[[ Input open ]]
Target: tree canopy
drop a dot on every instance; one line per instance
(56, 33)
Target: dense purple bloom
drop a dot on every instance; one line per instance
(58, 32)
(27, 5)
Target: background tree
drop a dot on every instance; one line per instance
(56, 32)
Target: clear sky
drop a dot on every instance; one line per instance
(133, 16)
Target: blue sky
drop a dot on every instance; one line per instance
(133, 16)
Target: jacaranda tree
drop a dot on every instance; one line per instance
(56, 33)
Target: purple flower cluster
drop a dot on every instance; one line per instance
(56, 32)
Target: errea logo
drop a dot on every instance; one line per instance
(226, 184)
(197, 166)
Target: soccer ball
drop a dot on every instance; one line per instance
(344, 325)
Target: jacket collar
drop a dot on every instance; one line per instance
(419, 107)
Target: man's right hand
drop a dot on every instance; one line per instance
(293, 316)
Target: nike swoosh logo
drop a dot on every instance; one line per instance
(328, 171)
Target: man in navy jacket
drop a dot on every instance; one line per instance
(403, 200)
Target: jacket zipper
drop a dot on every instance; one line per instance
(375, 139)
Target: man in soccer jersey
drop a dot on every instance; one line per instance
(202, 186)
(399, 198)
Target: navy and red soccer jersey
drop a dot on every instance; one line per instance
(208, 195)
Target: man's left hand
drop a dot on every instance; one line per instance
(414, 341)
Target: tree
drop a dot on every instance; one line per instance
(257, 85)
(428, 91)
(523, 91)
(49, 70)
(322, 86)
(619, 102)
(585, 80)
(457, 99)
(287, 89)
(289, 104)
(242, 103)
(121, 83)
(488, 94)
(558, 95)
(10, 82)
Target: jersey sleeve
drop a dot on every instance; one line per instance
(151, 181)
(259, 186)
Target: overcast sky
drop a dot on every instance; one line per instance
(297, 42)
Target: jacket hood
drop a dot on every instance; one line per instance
[[ Input closed ]]
[[ Input open ]]
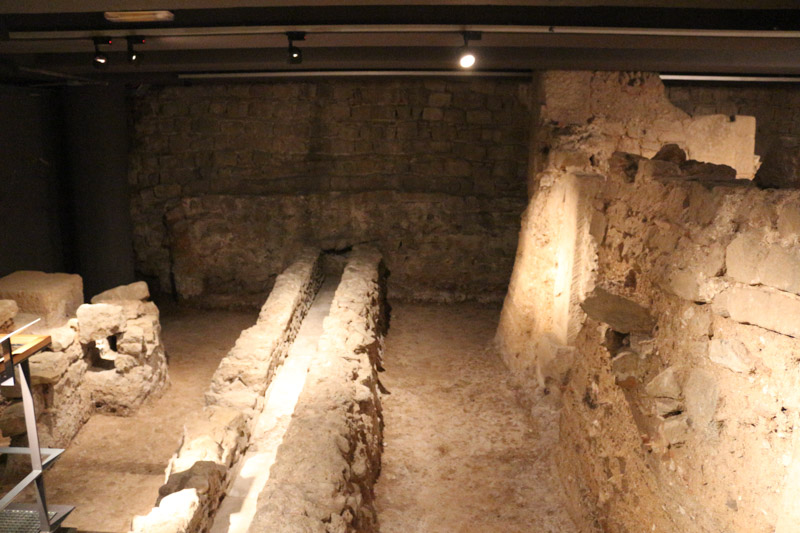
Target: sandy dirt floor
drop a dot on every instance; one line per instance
[[ Input closed ]]
Exercise goal: Going through the records above line by line, count those that hold the word "hand", and answer with the number only.

Completed task: 2